Study text:
+---+
Aggressive AI scrapers are making it kinda suck to run wikis

tofu@lemmy.nocturnal.garden · 7 天前

Aggressive AI scrapers are making it kinda suck to run wikis

poVoq@slrpnk.net · 7 天前

Not only wikis sadly. Anything that has public facing deep links that trigger extensive database operations are being hammered by these bots and few servers can take the load.

thatsnothowyoudoit@lemmy.ca · edit-2 6 天前

We use NGINX’s 444 response A LOT.

In coordination with careful rate-limiting, it’s been a dramatic improvement.

The worst of the bots don’t advertise their User Agent (or worse, attempt to present they’re a normal user making 100s of requests a second) but there’s lots of low hanging fruit.

grrgyle@slrpnk.net · 7 天前

We use NGINX’s 444 response A LOT.

Hmm interesting. I wasn’t aware of this one

Tiresia@slrpnk.net · 7 天前

On the plus side, this isn’t a problem with AI, this is a problem with AI companies having more investment money than they know what to do with. The moment the hype fades and they don’t want to hemmorage money scraping every wiki on the internet thousands of times per day, this traffic will go back to a far more sane amount.

rasterweb@fedia.io · 4 天前

So we should make more wikis filled with poison data… got it! ;)

poVoq@slrpnk.net · 7 天前

It will probably go down, but the process itself is kind of unavoidable for training LLMs, so I doubt things will go back to how they were before.
+---+
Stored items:
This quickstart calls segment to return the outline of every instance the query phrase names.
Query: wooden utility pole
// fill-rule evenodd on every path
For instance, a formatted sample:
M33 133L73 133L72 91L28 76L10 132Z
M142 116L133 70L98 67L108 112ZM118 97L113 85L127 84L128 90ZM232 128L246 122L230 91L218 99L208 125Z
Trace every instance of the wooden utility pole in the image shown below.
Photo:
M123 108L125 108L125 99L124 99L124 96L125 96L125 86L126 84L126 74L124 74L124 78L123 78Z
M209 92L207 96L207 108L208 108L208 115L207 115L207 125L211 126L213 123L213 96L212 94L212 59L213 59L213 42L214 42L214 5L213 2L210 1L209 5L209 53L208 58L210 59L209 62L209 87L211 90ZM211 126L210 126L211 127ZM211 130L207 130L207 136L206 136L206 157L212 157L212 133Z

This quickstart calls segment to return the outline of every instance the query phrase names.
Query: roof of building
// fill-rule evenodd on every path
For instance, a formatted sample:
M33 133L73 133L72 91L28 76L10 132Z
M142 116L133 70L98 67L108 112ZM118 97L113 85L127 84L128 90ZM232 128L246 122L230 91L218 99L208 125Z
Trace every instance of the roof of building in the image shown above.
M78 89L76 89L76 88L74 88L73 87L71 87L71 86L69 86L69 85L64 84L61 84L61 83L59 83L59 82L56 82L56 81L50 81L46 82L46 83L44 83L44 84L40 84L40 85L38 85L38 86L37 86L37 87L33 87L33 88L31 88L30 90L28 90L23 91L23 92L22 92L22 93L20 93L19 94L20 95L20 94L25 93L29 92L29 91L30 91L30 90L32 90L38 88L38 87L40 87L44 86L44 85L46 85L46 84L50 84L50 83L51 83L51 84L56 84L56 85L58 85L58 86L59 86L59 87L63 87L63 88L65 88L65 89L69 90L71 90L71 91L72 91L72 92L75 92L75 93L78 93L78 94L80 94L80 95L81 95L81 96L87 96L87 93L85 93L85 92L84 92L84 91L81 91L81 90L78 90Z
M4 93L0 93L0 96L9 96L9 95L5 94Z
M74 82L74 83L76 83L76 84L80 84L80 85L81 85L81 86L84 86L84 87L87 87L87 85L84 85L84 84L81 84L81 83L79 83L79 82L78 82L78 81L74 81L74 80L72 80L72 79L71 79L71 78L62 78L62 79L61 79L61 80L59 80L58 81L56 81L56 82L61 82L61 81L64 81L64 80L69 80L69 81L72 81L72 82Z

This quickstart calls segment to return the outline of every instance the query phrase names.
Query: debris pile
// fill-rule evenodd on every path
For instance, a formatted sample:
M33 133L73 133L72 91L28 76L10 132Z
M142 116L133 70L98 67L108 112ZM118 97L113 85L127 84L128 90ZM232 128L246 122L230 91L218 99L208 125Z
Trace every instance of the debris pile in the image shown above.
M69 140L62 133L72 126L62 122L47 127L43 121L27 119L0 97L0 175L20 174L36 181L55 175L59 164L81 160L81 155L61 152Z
+---+
Problem requirements: Update the AI scraper thread by writing out everything from "Hmm interesting. I" down to "they were before.", with "poison data" swapped for "junk data".

Response to this task:
Hmm interesting. I wasn’t aware of this one

Tiresia@slrpnk.net · 7 天前

On the plus side, this isn’t a problem with AI, this is a problem with AI companies having more investment money than they know what to do with. The moment the hype fades and they don’t want to hemmorage money scraping every wiki on the internet thousands of times per day, this traffic will go back to a far more sane amount.

rasterweb@fedia.io · 4 天前

So we should make more wikis filled with junk data… got it! ;)

poVoq@slrpnk.net · 7 天前

It will probably go down, but the process itself is kind of unavoidable for training LLMs, so I doubt things will go back to how they were before.